» **TEXT SECTION**
———

Friday 28 March 2014

Lloyd Fernando Unplugged

Lloyd Fernando


Birthed in Kandy, Sri Lanka (1926) to Ceylon-Sinhalese parents, Lloyd Fernando followed his parents at the tender age of twelve to colonised Malaya or Tanah Melayu. They settled in Singapore in 1938 . This early age migration had a great and deep influence on Lloyd Fernando, both emotionally, psychologically, and mentally. He studied at St. Patrick's until the Japanese occupation in Singapore from 1943 to 1945. Not only was his formal education disrupted, his father as killed during a Japanese bombing raid. After the man of the house's untimely death, young Lloyd took on menial jobs to fend for his mother and younger siblings. Amongst the jobs that honed his skills, and help bring home the bacon were trishaw rider, construction labourer, and apprentice mechanic. He signed up in the Indian National Army, under the Ceylon branch.
Due to the war, he was made a late bloomer for he could only enter University at the age of 29, after passing the Cambridge School Certificate and serving as a schoolteacher for a good few years.  Graduating with double honours in English and Philosophy earned him an assistant lecturer in Universiti Malaya.

 After obtaining his PhD in Literature in English from Leeds University, he served as Head of the English Department at the University of Malaya from 1967 to 1978, where he was made a professor in 1967. He then took an early retirement at 52 to study Law in London. Fernando was admitted as Advocate and Solicitor of the High Court of Malaya in 1980, at the age of 54.
He suffered a stroke in 1997, paralysed, wheelchair-bound, and passed away on 28 February 2008. He was awarded the title of Professor Emeritus in 2005 for his contribution to Universiti Malaya. His legacy remains as one of the seven Anglophone writers in Malaya/Malaysia, a gateway to Commonwealth Literature, and championing Malaysian Literature in English. 


Lloyd Fernando's Works

Green is the Colour (1993
Summary taken from  http://mliegreenisthecolor.blogspot.com/2009/04/summary-of-green-is-color.html
Lloyd Fernando's Green is the Colour is a very interesting novel. The country is still scarred by violence, vigilante groups roam the countryside, religious extremists set up camp in the hinterland, there are still sporadic outbreaks of fighting in the city, and everyone, all the time, is conscious of being watched. It comes as some surprise to find that the story is actually a contemporary (and very clever) reworking of a an episode from the Misa Melayu, an 18th century classic written by Raja Chulan.
In this climate of unease, Fernando employs a multi-racial cast of characters. At the centre of the novel there's a core of four main characters, good (if idealistic) young people who cross the racial divide to become friends, and even fall in love.
There's Dahlan, a young lawyer and activist who invites trouble by making impassioned speech on the subject of religious intolerance on the steps of a Malacca church; his friend from university days, Yun Ming, a civil servant working for the Ministry of Unity who seeks justice by working from within the government.
The most fully realised character of the novel is Siti Sara, and much of the story is told from her viewpoint. A sociologist and academic, she's newly returned from studies in America where she found life much more straightforward, and trapped in a loveless marriage to Omar, a young man much influenced by the Iranian revolution who seeks purification by joining religious commune. The hungry passion between Yun Ming and Siti - almost bordering on violence at times and breaking both social and religious taboos - is very well depicted. (Dahlan falls in love with Gita, Sara's friend and colleague, and by the end of the novel has made an honest woman of her.)

———

Position identification records:
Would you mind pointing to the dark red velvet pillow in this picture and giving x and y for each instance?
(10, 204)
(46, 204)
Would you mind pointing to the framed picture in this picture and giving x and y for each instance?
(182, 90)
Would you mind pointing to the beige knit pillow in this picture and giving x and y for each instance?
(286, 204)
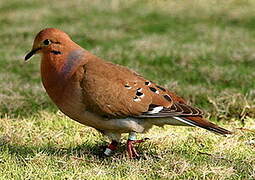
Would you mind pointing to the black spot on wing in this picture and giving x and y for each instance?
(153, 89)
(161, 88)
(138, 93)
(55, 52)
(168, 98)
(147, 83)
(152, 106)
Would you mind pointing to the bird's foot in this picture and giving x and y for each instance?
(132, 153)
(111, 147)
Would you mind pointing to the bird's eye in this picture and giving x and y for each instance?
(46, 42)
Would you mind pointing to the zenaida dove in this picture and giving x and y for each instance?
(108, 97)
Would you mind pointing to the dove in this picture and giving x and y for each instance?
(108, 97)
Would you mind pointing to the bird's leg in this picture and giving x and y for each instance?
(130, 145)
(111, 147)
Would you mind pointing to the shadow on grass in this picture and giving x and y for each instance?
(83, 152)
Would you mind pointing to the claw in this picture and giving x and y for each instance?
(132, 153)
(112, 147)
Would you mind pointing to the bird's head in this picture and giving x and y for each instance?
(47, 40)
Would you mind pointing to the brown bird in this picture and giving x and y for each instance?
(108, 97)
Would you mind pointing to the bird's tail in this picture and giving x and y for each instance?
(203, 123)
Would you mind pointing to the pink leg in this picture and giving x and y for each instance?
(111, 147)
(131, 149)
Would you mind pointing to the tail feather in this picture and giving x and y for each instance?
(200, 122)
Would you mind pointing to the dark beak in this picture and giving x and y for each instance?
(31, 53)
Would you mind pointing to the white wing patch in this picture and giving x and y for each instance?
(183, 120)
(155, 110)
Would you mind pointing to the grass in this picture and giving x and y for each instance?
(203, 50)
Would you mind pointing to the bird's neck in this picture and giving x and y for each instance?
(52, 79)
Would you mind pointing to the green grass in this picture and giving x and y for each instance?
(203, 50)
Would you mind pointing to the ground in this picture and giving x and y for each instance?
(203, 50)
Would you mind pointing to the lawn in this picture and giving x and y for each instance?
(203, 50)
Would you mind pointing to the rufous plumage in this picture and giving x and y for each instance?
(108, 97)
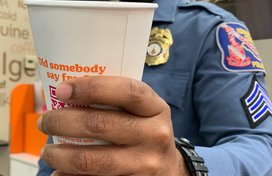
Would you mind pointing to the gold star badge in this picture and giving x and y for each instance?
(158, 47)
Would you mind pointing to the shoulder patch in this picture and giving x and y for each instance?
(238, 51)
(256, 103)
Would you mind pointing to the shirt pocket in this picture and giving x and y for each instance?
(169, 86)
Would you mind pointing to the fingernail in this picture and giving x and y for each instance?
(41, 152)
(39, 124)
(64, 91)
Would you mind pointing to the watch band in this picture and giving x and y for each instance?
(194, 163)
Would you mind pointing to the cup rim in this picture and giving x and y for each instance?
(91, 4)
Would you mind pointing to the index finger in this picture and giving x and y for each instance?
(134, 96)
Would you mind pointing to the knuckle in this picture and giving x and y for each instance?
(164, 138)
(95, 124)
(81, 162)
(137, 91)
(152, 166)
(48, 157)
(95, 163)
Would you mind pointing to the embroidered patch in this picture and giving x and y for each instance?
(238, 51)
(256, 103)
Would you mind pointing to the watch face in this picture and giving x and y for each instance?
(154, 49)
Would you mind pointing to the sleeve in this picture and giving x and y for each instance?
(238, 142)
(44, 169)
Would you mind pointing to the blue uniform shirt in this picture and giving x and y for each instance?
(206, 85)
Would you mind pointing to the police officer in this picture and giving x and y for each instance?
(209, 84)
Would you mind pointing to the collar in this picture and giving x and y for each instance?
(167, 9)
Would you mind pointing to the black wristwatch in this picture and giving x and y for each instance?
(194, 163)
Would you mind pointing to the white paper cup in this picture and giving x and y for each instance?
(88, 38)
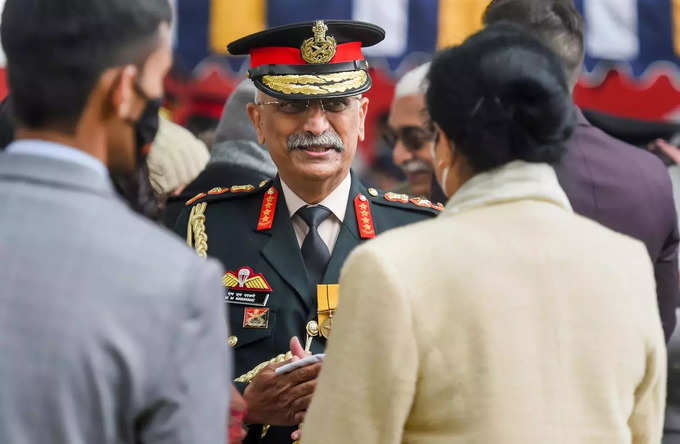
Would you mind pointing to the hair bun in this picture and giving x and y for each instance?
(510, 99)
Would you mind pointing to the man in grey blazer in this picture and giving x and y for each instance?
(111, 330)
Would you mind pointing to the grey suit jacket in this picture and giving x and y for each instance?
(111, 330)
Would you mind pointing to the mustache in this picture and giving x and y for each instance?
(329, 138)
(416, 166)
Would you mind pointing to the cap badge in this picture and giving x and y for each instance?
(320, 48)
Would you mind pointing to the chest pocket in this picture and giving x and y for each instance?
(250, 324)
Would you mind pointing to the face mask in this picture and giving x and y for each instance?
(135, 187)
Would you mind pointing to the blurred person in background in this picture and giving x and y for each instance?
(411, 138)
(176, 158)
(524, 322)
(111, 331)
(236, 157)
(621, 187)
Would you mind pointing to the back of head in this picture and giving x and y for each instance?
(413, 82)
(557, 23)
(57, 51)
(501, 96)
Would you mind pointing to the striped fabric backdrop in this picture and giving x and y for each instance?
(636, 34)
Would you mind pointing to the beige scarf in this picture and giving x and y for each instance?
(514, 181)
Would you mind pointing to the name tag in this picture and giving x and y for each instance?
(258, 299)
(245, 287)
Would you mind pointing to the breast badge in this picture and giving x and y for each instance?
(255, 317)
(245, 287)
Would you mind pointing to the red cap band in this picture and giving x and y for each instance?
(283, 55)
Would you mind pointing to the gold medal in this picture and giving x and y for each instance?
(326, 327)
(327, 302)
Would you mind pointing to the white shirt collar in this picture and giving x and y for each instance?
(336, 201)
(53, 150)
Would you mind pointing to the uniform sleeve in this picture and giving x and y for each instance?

———

» **THINGS TO DO**
1. Translate this sentence from the text on Lloyd Fernando into Spanish: "He then took an early retirement at 52 to study Law in London."
2. According to the text on Lloyd Fernando, from which university did he obtain his PhD in Literature in English?

» **COMPLETE ANSWERS**
1. Luego se jubiló anticipadamente a los 52 años para estudiar Derecho en Londres.

2. Leeds University